> PROBLEM TO WORK ON
The answer must be an exact copy of the lines from the one containing "green grass field" through the last line of the records, with no pictures.

==== INFORMATION PROVIDED

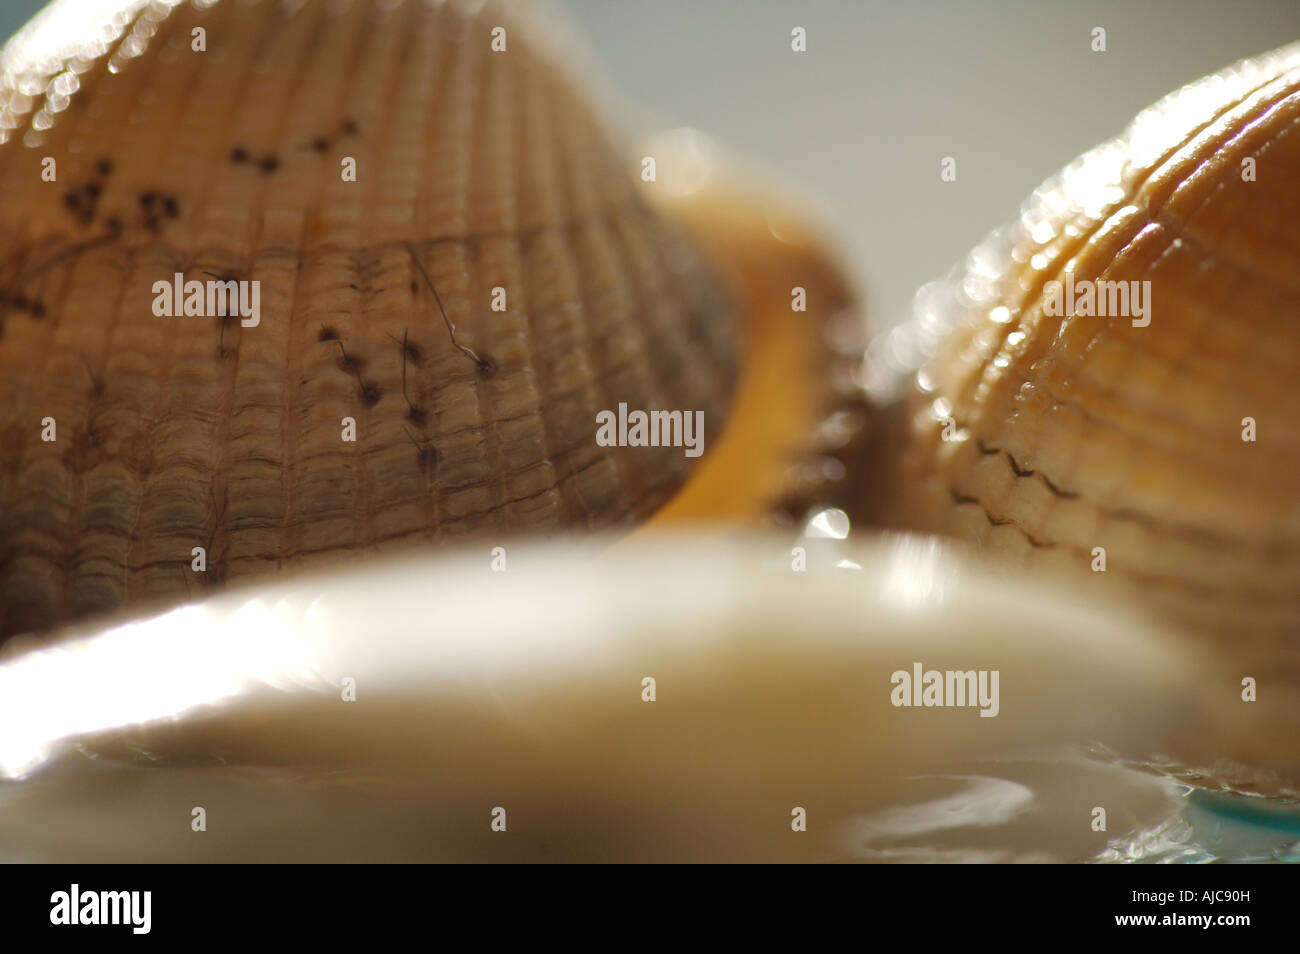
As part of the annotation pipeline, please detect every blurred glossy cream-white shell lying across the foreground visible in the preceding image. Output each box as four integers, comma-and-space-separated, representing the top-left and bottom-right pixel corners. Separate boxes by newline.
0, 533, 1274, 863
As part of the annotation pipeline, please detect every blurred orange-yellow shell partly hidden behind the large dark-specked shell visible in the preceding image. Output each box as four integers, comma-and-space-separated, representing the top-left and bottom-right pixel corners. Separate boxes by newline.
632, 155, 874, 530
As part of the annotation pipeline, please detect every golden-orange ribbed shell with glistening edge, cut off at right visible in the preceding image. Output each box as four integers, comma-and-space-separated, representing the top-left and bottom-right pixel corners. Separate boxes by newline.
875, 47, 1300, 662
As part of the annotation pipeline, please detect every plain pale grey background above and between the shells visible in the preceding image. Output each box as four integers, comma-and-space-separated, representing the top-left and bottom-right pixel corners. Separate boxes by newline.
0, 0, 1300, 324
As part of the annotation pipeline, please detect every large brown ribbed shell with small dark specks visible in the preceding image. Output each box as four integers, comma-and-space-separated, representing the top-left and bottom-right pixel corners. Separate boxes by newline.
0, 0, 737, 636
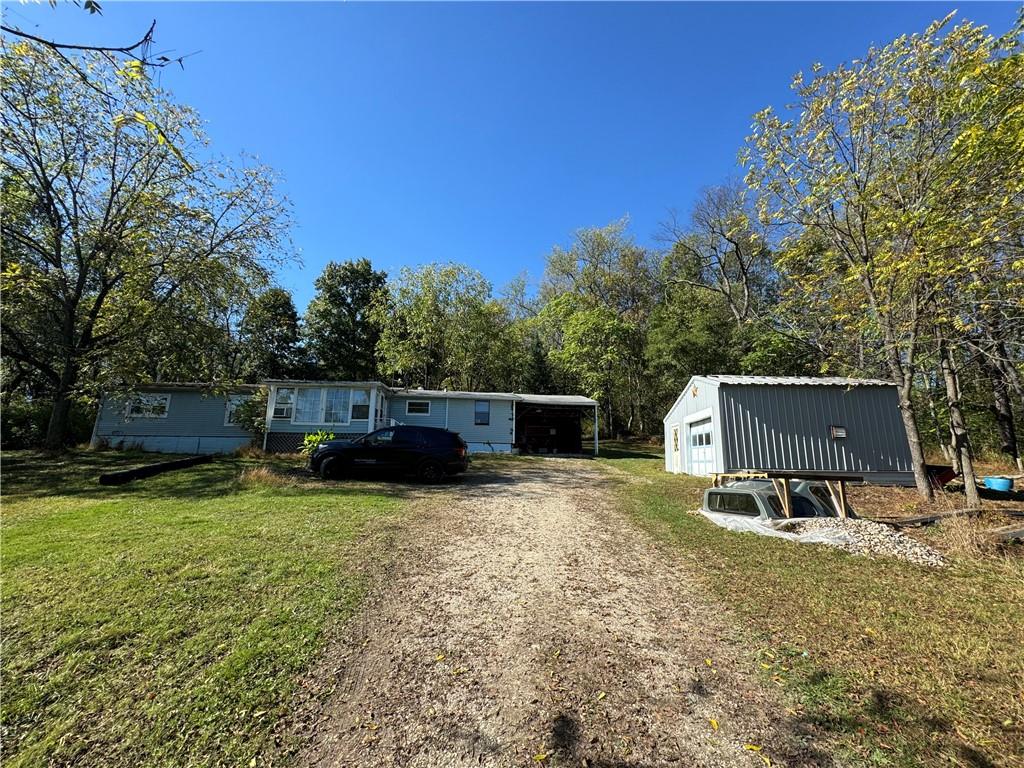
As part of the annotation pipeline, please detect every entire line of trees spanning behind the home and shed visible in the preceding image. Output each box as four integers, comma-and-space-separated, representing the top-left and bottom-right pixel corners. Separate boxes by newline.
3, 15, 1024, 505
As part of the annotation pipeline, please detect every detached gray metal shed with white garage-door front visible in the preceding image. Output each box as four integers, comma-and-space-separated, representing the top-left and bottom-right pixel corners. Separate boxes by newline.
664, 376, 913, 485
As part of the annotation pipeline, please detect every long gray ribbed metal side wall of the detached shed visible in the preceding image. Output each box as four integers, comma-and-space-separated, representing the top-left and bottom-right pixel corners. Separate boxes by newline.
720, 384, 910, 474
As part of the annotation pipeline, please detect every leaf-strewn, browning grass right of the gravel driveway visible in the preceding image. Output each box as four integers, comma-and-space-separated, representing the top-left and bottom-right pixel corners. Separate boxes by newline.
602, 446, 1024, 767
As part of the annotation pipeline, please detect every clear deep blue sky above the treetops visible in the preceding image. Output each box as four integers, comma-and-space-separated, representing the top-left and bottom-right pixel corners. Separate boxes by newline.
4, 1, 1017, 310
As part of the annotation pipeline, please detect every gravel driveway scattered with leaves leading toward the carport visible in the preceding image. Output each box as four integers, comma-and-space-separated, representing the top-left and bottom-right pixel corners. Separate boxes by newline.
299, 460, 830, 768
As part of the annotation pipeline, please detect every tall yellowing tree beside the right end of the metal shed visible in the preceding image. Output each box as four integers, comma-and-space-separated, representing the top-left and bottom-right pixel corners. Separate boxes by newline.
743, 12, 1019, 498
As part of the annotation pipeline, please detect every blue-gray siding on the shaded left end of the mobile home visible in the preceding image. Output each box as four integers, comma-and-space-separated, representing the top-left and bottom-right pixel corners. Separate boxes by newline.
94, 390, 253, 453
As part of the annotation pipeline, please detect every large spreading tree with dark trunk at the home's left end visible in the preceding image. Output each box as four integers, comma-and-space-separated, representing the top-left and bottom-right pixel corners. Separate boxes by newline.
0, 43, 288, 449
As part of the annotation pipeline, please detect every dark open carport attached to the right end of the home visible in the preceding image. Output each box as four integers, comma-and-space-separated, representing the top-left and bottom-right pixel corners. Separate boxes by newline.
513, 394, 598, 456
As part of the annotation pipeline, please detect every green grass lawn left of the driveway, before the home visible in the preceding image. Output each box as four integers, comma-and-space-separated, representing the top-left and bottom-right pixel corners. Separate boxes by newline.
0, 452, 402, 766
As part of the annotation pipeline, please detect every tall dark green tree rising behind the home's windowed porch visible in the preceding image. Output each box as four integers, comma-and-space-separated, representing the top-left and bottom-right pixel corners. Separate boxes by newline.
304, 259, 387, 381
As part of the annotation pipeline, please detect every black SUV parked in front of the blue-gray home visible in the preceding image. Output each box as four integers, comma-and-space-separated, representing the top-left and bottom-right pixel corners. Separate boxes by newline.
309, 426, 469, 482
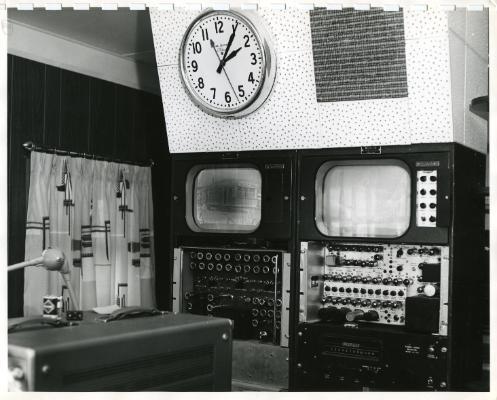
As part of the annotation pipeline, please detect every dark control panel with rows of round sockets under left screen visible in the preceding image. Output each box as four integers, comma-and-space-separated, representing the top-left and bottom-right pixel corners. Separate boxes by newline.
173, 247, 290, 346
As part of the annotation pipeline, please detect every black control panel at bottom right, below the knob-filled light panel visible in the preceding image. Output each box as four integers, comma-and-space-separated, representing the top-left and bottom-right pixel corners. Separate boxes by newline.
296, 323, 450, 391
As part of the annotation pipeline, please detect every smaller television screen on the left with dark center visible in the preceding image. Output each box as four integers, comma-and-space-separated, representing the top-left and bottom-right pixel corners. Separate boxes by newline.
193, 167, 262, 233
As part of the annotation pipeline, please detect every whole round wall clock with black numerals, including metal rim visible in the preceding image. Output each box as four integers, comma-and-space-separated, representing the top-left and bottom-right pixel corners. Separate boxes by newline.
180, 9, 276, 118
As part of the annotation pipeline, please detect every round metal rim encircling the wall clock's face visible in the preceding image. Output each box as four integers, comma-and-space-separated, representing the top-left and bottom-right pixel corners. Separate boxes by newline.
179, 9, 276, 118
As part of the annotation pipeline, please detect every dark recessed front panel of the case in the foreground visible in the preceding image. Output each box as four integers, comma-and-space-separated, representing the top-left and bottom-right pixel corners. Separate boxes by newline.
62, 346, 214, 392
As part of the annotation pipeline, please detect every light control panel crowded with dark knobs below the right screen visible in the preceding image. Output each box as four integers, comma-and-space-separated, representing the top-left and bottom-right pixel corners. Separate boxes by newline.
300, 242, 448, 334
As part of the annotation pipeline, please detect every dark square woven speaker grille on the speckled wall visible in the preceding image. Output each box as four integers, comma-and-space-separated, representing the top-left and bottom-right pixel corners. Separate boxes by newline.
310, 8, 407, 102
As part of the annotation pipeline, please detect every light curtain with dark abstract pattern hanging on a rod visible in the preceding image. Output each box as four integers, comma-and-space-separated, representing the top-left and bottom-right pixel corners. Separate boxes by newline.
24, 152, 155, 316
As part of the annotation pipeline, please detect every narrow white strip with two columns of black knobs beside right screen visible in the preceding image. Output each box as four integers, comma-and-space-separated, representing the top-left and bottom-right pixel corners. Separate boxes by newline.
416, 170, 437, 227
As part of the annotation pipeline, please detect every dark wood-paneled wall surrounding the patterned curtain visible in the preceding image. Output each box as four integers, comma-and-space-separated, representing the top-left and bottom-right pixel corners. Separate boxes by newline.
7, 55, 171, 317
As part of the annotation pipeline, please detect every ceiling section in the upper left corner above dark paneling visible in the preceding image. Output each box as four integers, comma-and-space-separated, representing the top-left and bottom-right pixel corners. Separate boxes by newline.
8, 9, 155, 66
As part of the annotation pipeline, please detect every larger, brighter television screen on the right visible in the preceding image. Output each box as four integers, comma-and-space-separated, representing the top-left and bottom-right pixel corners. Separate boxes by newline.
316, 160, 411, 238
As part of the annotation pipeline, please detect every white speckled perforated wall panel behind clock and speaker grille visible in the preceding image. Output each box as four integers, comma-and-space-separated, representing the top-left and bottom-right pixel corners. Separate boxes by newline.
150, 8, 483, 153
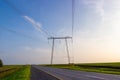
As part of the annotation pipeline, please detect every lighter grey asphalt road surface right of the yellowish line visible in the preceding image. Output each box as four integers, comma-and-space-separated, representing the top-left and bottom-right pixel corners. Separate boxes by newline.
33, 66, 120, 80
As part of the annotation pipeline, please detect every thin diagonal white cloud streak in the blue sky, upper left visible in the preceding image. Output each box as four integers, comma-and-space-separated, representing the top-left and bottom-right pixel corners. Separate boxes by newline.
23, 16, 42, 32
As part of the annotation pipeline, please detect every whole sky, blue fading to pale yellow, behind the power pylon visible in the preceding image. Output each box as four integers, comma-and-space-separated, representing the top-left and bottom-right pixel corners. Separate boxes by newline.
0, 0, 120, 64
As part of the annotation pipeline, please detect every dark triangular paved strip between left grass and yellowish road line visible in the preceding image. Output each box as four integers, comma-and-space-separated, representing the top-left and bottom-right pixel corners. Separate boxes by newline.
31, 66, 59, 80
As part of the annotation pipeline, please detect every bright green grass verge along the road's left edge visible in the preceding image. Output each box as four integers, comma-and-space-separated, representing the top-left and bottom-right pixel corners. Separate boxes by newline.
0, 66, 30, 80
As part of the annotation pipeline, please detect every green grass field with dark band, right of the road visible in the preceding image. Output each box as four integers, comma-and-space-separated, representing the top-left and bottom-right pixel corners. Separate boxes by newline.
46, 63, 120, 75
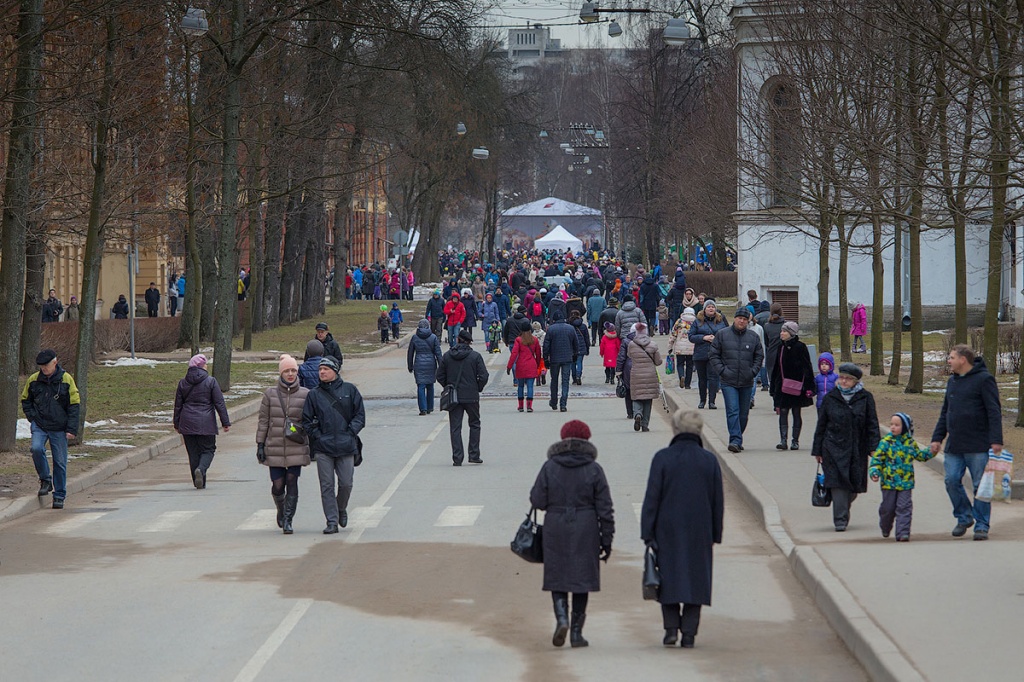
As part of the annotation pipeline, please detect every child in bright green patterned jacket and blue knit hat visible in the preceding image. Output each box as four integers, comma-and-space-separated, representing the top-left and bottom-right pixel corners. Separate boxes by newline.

========

> YOUR SOLUTION
As part of the annotation pipeline, please detect every green grass field with dark band, right of the road visible in the preceding image. Output each box as four integers, comma-and-space-separated, representing the top-left and bottom-right pixel corners. Separate boxes by newline.
46, 63, 120, 75
As part of the annotation pipeline, please detect every child in bright green patterned jacket and blue knit hat visible in the preceding image. Output each box as four integers, comma-and-space-separated, representing the top-left and bottom-right pixel corners. Separate boxes by newline.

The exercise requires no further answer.